_Exercise objective_. Count the lines in the rows below that contain the string "soup". Give only the number.

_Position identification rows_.

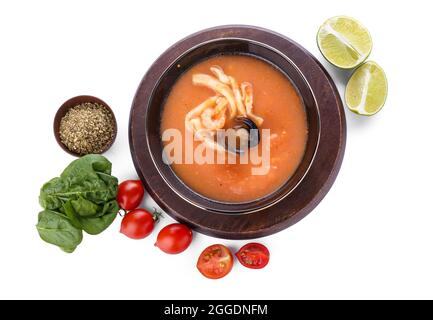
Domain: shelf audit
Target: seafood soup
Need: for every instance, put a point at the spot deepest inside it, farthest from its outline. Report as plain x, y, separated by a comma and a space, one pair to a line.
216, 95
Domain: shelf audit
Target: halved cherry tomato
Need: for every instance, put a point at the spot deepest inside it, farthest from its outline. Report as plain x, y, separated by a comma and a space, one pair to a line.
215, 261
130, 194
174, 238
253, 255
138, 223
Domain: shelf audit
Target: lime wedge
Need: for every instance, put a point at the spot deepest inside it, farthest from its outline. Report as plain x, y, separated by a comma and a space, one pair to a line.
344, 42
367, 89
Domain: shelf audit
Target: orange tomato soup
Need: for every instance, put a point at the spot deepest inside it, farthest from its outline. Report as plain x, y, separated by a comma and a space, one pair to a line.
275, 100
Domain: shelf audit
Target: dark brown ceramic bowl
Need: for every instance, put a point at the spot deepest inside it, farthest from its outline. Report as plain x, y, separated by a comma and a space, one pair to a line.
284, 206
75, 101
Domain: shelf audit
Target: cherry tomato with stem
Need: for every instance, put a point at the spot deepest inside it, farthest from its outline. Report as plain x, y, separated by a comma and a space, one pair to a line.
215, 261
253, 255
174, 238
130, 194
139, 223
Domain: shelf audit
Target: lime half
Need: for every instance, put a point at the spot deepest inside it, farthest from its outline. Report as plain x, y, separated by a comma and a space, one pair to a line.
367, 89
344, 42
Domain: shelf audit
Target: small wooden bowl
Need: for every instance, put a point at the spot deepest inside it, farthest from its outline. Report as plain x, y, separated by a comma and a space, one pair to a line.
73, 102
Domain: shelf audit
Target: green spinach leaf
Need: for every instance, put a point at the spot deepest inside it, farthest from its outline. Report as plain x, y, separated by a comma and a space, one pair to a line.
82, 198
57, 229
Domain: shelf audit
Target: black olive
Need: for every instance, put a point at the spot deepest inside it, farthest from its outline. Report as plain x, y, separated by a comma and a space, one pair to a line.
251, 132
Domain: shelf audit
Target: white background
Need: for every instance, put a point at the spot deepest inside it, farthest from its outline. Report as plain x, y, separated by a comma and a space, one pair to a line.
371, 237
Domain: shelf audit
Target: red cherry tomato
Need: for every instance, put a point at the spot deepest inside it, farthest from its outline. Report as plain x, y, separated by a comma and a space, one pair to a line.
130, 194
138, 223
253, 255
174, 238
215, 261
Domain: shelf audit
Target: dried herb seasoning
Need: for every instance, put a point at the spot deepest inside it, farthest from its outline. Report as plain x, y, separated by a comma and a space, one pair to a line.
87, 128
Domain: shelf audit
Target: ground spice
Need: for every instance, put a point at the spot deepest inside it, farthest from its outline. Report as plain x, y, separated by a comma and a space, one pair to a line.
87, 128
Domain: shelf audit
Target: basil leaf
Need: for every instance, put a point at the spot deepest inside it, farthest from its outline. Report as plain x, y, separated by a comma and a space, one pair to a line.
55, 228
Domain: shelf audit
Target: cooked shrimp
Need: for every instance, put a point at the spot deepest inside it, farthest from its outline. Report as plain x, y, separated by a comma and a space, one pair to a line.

_Solution for this problem_. 2